YANG DIMINTA -
Tuliskan kembali semua baris di bawah ini dengan menukar "t-shirt" menjadi "shirt" dan biarkan bagian lainnya tetap sama.

Cuplikan data anotasi titik

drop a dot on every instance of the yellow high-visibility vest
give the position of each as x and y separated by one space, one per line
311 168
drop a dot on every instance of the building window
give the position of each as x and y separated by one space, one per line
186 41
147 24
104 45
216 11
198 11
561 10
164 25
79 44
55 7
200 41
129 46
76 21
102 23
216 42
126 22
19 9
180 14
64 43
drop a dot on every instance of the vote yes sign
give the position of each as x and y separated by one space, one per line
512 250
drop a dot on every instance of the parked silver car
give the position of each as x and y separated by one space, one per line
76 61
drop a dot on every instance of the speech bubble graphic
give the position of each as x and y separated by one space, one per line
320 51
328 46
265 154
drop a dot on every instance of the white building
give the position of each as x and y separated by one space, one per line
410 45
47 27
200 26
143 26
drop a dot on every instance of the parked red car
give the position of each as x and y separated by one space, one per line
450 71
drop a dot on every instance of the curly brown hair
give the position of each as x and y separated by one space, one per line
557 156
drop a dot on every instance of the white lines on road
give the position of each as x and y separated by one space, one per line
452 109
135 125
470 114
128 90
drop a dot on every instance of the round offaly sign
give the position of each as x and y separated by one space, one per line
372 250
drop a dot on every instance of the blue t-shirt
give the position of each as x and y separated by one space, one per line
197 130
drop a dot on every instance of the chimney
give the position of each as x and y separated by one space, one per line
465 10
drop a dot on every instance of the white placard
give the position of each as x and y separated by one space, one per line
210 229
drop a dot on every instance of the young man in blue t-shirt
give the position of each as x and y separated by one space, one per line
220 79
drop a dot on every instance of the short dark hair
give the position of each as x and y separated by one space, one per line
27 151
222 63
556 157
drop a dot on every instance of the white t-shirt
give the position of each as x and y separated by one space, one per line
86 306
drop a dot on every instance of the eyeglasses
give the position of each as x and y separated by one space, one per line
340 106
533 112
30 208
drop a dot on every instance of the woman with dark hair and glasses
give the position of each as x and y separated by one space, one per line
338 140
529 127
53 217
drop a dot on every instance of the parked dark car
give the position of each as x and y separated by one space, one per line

HASIL TUGAS -
drop a dot on every instance of the yellow high-visibility vest
give the position of each as x and y separated by one space, one per line
311 168
drop a dot on every instance of the building window
give the position of each as x and y separated by one space, one per line
186 41
147 24
104 45
216 11
198 11
561 10
164 25
79 44
55 7
200 41
129 46
76 21
102 23
216 42
126 22
19 9
180 14
64 43
drop a dot on every instance of the vote yes sign
give the position of each as x and y separated by one space, one per line
512 250
drop a dot on every instance of the parked silver car
give the position of each as x and y separated by one space, one per line
76 61
drop a dot on every instance of the speech bubble graphic
give the position of each as x and y separated by one space, one per line
320 51
328 46
265 154
drop a dot on every instance of the white building
give the position of each as x and y separated by one space, one per line
410 45
47 27
200 26
143 26
drop a dot on every instance of the parked red car
give the position of each as x and y separated by one space, one per line
450 71
drop a dot on every instance of the curly brown hair
give the position of each as x and y separated by one space, one per line
557 156
drop a dot on every instance of the white lines on road
give the position of each as x and y separated by one space, one per line
452 109
135 125
470 114
128 90
drop a dot on every instance of the round offaly sign
give the position of each as x and y separated by one space, one per line
372 250
drop a dot on every instance of the blue shirt
give the position of each as x and y separated by one space, one per line
197 130
drop a dot on every instance of the chimney
give the position of each as x and y separated by one space, one per line
465 10
drop a dot on every instance of the white placard
give the position of each as x and y separated by one space, one per line
210 229
drop a dot on every instance of the young man in blue shirt
give the position of each as x and y separated by one space, one per line
220 79
drop a dot on every instance of the short dark hair
give the position of each as x and y separated by one space, one per line
27 151
222 63
556 157
drop a dot on every instance of the white shirt
give the position of each as x and y separated by one space, one per line
86 306
drop a dot on every instance of the eyeglasses
give the position of each as x and y separated by one space, one per line
340 106
533 112
30 208
drop a dot on every instance of the woman with dark hair and glasses
give the position of each as x and y separated by one space, one per line
338 140
529 127
53 217
drop a dot on every instance of the parked dark car
give the position of each as x and y separated by one space, one per line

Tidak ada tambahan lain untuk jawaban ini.